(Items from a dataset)
+---+

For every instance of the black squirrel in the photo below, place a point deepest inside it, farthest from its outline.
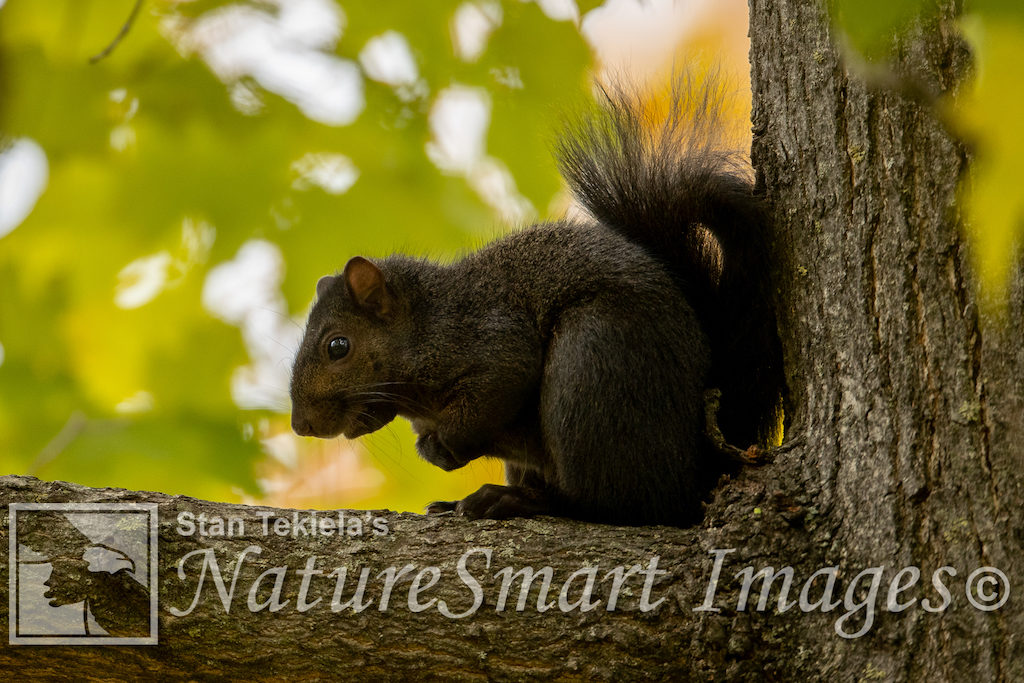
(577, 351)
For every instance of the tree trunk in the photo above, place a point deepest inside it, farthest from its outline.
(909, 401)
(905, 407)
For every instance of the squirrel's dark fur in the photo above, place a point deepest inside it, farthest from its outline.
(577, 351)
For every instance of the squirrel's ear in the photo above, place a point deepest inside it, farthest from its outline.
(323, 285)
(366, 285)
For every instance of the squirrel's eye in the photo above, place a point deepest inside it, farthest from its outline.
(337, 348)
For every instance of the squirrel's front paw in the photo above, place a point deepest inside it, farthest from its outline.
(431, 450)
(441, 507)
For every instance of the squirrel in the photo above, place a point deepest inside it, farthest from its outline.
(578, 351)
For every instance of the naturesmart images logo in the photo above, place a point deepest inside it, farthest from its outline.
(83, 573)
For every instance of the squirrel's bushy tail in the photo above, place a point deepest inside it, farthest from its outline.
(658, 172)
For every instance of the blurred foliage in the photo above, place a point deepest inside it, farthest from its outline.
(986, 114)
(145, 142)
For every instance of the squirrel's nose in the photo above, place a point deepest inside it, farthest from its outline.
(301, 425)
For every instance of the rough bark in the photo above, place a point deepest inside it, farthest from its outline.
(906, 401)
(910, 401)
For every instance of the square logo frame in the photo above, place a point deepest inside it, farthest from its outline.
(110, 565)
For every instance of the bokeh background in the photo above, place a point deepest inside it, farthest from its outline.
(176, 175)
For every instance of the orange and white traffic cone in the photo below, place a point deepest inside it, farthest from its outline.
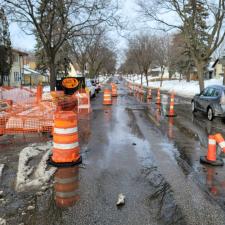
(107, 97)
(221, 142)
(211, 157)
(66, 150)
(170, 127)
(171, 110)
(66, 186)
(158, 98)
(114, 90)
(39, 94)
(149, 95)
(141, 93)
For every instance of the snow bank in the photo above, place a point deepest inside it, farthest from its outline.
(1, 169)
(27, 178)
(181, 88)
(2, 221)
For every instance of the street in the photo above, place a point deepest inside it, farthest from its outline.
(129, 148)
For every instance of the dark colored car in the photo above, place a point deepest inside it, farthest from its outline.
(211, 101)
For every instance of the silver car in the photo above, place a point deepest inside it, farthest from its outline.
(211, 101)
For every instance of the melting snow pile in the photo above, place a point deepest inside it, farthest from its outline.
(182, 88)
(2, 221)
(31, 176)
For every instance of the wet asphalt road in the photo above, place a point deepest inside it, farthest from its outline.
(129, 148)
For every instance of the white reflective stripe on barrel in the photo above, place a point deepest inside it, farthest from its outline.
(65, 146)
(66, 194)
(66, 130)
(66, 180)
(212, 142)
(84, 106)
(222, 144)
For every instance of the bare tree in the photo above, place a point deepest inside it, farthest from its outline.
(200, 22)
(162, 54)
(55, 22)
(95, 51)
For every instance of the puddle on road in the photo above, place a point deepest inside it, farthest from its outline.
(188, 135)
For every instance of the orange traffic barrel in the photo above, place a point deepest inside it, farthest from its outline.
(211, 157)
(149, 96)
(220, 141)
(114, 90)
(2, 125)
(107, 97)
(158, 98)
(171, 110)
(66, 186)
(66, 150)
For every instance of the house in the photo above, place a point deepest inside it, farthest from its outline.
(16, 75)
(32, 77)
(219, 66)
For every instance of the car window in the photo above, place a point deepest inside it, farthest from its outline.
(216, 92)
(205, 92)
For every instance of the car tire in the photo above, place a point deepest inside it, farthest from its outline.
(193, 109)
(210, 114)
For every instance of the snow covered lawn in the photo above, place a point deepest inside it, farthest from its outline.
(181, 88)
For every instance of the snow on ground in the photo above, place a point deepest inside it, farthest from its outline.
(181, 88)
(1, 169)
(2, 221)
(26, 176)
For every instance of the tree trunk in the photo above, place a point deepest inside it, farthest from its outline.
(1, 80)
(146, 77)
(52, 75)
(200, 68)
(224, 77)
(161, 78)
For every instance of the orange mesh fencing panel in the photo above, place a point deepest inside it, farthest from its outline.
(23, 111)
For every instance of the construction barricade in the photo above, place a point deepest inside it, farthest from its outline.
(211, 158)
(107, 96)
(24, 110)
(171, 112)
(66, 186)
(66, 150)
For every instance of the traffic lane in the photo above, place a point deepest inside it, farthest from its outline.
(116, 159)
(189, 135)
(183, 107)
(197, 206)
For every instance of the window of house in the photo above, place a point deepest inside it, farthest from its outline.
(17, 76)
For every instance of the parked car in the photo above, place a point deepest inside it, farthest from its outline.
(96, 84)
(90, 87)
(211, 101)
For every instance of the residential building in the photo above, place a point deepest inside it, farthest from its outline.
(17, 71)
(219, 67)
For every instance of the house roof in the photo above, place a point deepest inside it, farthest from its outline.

+---+

→ STATED PROBLEM
Every line from the one containing "For every instance of the construction" through the end of the entries above must be echoed exactly, with both ends kept.

→ EXERCISE ANSWER
For every instance of the construction barricade in the photo above, place a point deepest inside it, farthest from its outline.
(211, 158)
(107, 96)
(24, 110)
(171, 112)
(66, 186)
(66, 150)
For every instance of the traffic lane in the photo above, place a point deepest inside it, farthest from its outline.
(116, 159)
(189, 135)
(183, 107)
(197, 206)
For every instance of the window of house in the photo above, place a point deepest inside it, farthest from its outline.
(17, 76)
For every instance of the parked car in the photo above, place a point deepest inside it, farthest from its outline.
(96, 84)
(90, 87)
(211, 101)
For every instance of the residential building in the photo above, place a point deepest inside it, farthest from its outline.
(17, 71)
(219, 67)
For every instance of the house roof in the photo above, place a point deepest inside it, farthest from its outline.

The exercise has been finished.